**Supplied text:**
=== Begin Enclosure ===
Cabinet Secretary for Health and Social Services, Vaughan Gething, said:
“Despite the busiest December on record for our A&E Departments and the busiest ever month for the Welsh Ambulance Service, our NHS has continued to perform under exceptional pressure in delivering emergency and scheduled care. The ambulance target was comfortably achieved in December. Although there was a slight drop in the proportion of patients admitted or discharged within four hours of arrival at A&E, A&E performance for the whole year has improved with 82.5% of patients seen in under four hours up from 81.2% last year.
I want to once again thank our NHS and social care staff for their commitment and hard work in delivering care during this extremely busy period.
“We have worked closely with health boards and partners since last winter to plan for this winter period and invested an additional £60m to help them deliver urgent and emergency care, and ensure planned care activity can continue during this time. During November, the number of patients waiting over 36 weeks stabilised, and while sadly some activity has to be postponed our investment has ensured operations and other procedures have continued through winter. We expect to see reductions in waiting times up to the end of March 2018.
Delayed transfers of care in December were lower than they were the same time last year and for the whole of 2017 the lowest they’ve been since records began. Therapy waiting times have again improved over the month and more people were treated within target times for cancer than in any previous November. Over 90% of urgent cancer patients were seen within the target times, the best performance since February 2014 and the target for non-urgent cancer patients was met.
“We still need to drive up performance in a number of areas but under severe pressure and record levels of demand our NHS has held up and continues to deliver high quality healthcare to patients.”
=== End Enclosure ===
**Questions to answer:**
1 > Repeat the part of the health statement starting with "Delayed transfers of" and going on through "patients was met.".
2 > Please answer these questions from the health statement:
(a) What percentage of patients were seen in under four hours at A&E over the whole year?
(b) How much additional money was invested to help health boards deliver urgent and emergency care?
(c) What proportion of urgent cancer patients were seen within the target times?

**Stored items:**
=== Begin Enclosure ===
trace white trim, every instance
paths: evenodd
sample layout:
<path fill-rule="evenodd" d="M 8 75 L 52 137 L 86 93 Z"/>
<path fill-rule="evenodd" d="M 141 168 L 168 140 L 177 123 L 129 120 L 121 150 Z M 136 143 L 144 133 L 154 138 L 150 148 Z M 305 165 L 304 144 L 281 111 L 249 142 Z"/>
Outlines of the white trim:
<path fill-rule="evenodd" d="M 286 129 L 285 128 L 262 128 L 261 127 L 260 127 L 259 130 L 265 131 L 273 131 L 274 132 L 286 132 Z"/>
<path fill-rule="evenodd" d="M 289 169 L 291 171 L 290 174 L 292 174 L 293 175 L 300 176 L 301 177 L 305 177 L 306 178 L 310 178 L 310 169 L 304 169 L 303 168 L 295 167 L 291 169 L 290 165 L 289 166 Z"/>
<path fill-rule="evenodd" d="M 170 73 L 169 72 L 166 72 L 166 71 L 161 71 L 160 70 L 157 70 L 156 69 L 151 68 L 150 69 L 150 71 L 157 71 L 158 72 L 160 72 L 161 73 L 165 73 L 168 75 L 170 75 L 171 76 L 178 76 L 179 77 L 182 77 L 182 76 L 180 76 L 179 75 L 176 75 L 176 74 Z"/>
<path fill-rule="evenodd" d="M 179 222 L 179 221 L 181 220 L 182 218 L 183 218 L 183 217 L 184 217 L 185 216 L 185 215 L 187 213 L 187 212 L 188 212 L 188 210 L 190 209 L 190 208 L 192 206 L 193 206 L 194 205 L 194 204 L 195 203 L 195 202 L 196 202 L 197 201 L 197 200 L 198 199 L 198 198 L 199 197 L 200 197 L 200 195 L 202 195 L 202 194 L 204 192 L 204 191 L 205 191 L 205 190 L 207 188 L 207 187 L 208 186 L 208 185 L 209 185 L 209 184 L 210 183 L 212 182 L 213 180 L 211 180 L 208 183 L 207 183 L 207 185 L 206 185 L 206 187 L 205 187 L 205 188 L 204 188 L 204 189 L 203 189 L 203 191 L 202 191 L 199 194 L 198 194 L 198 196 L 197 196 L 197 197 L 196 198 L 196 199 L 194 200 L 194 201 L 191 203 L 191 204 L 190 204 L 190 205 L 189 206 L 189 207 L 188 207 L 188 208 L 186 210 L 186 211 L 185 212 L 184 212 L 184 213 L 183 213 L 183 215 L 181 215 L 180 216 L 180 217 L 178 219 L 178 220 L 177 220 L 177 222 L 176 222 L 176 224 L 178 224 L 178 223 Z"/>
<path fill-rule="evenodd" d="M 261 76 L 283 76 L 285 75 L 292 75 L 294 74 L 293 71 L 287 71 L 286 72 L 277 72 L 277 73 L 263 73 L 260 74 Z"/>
=== End Enclosure ===
**Task results:**
1 >
Delayed transfers of care in December were lower than they were the same time last year and for the whole of 2017 the lowest they’ve been since records began. Therapy waiting times have again improved over the month and more people were treated within target times for cancer than in any previous November. Over 90% of urgent cancer patients were seen within the target times, the best performance since February 2014 and the target for non-urgent cancer patients was met.

2 >
(a) 82.5%
(b) £60m
(c) Over 90%